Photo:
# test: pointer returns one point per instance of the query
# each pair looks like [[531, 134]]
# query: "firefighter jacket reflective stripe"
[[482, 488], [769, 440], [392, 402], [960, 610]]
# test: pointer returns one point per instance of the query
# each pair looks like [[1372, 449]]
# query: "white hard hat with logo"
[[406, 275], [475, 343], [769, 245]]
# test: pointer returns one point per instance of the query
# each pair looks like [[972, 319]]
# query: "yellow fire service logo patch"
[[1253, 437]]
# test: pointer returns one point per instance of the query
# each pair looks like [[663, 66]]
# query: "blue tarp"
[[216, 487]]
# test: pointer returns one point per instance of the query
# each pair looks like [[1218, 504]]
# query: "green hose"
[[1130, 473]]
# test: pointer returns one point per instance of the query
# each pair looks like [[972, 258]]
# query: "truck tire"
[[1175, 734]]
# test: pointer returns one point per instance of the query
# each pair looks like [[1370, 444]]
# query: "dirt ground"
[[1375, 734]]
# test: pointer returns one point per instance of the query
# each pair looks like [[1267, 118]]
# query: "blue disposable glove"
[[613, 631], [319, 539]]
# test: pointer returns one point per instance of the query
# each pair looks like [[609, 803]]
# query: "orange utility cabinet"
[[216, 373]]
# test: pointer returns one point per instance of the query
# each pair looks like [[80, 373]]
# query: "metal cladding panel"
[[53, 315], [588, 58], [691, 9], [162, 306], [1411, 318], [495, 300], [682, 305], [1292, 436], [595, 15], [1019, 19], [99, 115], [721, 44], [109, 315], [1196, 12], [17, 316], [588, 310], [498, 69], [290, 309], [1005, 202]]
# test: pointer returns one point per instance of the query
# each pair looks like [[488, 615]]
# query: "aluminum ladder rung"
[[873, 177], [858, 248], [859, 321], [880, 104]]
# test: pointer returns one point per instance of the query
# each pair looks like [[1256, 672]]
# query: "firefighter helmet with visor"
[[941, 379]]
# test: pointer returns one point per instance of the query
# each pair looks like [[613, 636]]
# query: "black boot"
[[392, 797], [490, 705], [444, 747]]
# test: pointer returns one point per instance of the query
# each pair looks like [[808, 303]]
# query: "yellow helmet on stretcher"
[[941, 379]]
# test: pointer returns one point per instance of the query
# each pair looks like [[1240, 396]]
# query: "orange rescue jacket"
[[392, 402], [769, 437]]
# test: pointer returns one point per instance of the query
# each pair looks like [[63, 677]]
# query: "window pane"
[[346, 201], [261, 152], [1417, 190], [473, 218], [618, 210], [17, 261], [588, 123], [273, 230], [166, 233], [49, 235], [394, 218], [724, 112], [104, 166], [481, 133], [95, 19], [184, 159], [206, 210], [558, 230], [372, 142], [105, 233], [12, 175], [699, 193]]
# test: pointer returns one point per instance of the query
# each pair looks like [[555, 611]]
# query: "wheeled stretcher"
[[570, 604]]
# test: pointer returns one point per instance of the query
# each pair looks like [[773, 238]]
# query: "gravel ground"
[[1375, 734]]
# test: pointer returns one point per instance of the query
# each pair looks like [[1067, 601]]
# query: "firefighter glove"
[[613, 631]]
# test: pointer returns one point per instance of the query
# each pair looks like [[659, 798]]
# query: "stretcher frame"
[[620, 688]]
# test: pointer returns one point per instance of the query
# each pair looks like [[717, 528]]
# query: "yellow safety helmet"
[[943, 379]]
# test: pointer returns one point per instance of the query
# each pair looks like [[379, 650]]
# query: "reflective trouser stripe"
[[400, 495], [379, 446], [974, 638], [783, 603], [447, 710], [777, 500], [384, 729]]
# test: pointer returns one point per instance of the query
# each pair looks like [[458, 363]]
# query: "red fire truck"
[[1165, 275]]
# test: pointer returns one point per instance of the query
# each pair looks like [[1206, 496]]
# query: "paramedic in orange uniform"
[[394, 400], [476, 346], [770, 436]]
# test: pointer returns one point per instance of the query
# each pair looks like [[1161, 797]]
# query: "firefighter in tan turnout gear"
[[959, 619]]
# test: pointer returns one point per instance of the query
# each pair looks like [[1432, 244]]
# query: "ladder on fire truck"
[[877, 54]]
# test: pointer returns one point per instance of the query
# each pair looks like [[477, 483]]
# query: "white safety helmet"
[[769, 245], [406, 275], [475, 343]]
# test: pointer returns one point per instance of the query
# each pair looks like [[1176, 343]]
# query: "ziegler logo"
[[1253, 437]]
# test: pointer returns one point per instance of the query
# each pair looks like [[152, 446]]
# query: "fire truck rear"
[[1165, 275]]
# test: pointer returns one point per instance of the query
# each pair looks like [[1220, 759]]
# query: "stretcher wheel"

───

== What this task involves ==
Format every line of the data above as a JSON array of strings, one string per line, omitting any blank lines.

== Task response ==
[
  "Photo:",
  "# test: pointer returns one point per instance of the query",
  "# each pair looks like [[531, 134]]",
  "# query: \"firefighter jacket reflective stripe\"",
  "[[482, 488], [769, 440], [392, 402], [960, 610]]",
  "# test: pointer returns one point per instance of the query",
  "# each pair looks like [[1372, 449]]",
  "# query: \"white hard hat with logo\"",
  "[[406, 275], [475, 343], [769, 245]]",
  "# test: pointer returns one point per instance of the query",
  "# each pair looks like [[972, 319]]",
  "# query: \"yellow fire service logo patch\"",
  "[[1253, 437]]",
  "# test: pointer returns one point per instance of the query",
  "# each pair looks like [[663, 66]]",
  "# query: \"blue tarp\"",
  "[[216, 487]]",
  "# test: pointer returns one point per instance of the query",
  "# each pair looks like [[1218, 504]]",
  "# query: \"green hose\"",
  "[[1130, 473]]",
  "# test: pointer returns one point per instance of the query",
  "# each pair looks like [[972, 258]]",
  "# query: \"truck tire\"",
  "[[1175, 734]]",
  "# test: pointer returns one point per instance of the query",
  "# each pair looks like [[1370, 444]]",
  "# query: \"dirt ground\"",
  "[[1375, 734]]",
  "# test: pointer returns one point per instance of the query",
  "# each pair looks like [[1267, 118]]",
  "# query: \"blue disposable glove\"",
  "[[613, 631], [319, 539]]",
  "# test: pointer returns one point per instance of the query",
  "# each pair looks like [[609, 803]]",
  "# query: \"orange utility cabinet\"",
  "[[216, 373]]",
  "# test: pointer returns one point per instance of the query",
  "# each pair looks like [[80, 373]]",
  "# query: \"metal cladding panel\"",
  "[[53, 315], [588, 58], [691, 9], [162, 306], [1411, 318], [495, 300], [682, 305], [1292, 436], [595, 15], [1019, 19], [99, 115], [721, 44], [109, 315], [1196, 12], [17, 316], [588, 310], [498, 69], [290, 309], [1005, 202]]",
  "# test: pointer returns one point per instance of the query",
  "# each pair looks like [[488, 615]]",
  "# query: \"aluminum ladder rung\"",
  "[[873, 177], [858, 248], [859, 321], [880, 104]]",
  "# test: pointer returns one point per instance of the query",
  "# each pair looks like [[1256, 672]]",
  "# query: \"firefighter helmet with visor\"",
  "[[941, 379]]",
  "# test: pointer returns one point per instance of the query",
  "# each pair looks like [[613, 636]]",
  "# query: \"black boot\"",
  "[[392, 797], [490, 705], [444, 747]]",
  "# test: pointer returns one point per instance of the query",
  "# each pair looks like [[808, 303]]",
  "# query: \"yellow helmet on stretcher\"",
  "[[941, 379]]",
  "# test: pointer returns one point per instance of the query",
  "# each pair looks like [[1240, 396]]",
  "# query: \"orange rescue jacket\"",
  "[[392, 402], [769, 437]]",
  "# test: pointer returns one point per instance of the query",
  "# each pair looks like [[63, 677]]",
  "# query: \"window pane\"",
  "[[346, 201], [261, 152], [1417, 190], [473, 218], [618, 210], [17, 261], [588, 123], [273, 230], [166, 233], [49, 235], [394, 218], [724, 112], [104, 166], [481, 133], [95, 19], [184, 159], [206, 210], [558, 230], [372, 142], [105, 233], [12, 175], [699, 193]]",
  "# test: pointer returns one point per instance of the query",
  "# each pair looks like [[555, 611]]",
  "# query: \"wheeled stretcher\"",
  "[[570, 604]]",
  "# test: pointer returns one point per instance of the query",
  "# each pair looks like [[773, 238]]",
  "# query: \"gravel ground\"",
  "[[1375, 734]]",
  "# test: pointer returns one point per instance of the query",
  "# each pair looks like [[1067, 601]]",
  "# query: \"firefighter glove\"",
  "[[613, 631]]",
  "# test: pointer returns one point per instance of the query",
  "# each pair looks like [[659, 798]]",
  "# query: \"stretcher frame\"",
  "[[620, 688]]",
  "# test: pointer returns one point per instance of the query",
  "# each pair looks like [[717, 528]]",
  "# query: \"yellow safety helmet\"",
  "[[943, 379]]",
  "# test: pointer returns one point per instance of the query",
  "# each pair looks like [[379, 650]]",
  "# query: \"reflective trouser stripe\"",
  "[[400, 495], [379, 446], [974, 638], [783, 603], [447, 710], [777, 500], [384, 729]]",
  "# test: pointer returns one point per instance of the query",
  "# each pair looks like [[458, 363]]",
  "# query: \"red fire truck\"",
  "[[1165, 275]]",
  "# test: pointer returns one point per instance of the query",
  "# each pair looks like [[1206, 496]]",
  "# query: \"paramedic in orange uniform\"",
  "[[394, 400], [476, 346], [770, 436]]",
  "# test: pointer returns one point per instance of the query",
  "# each pair looks like [[1161, 797]]",
  "# query: \"firefighter in tan turnout gear\"",
  "[[959, 619]]",
  "# test: pointer returns one point per instance of the query",
  "# each pair looks like [[1432, 244]]",
  "# query: \"ladder on fire truck\"",
  "[[877, 54]]",
  "# test: pointer returns one point per instance of the query",
  "# each pair looks like [[477, 483]]",
  "# query: \"white safety helmet\"",
  "[[769, 245], [406, 275], [475, 343]]",
  "# test: pointer returns one point per instance of the query",
  "# each pair looks like [[1176, 343]]",
  "# query: \"ziegler logo\"",
  "[[1253, 437]]",
  "# test: pointer returns one point per instance of the query",
  "# each pair looks like [[152, 446]]",
  "# query: \"fire truck rear\"",
  "[[1165, 275]]",
  "# test: pointer returns one point per instance of the query",
  "# each pair looks like [[1220, 759]]",
  "# query: \"stretcher wheel\""
]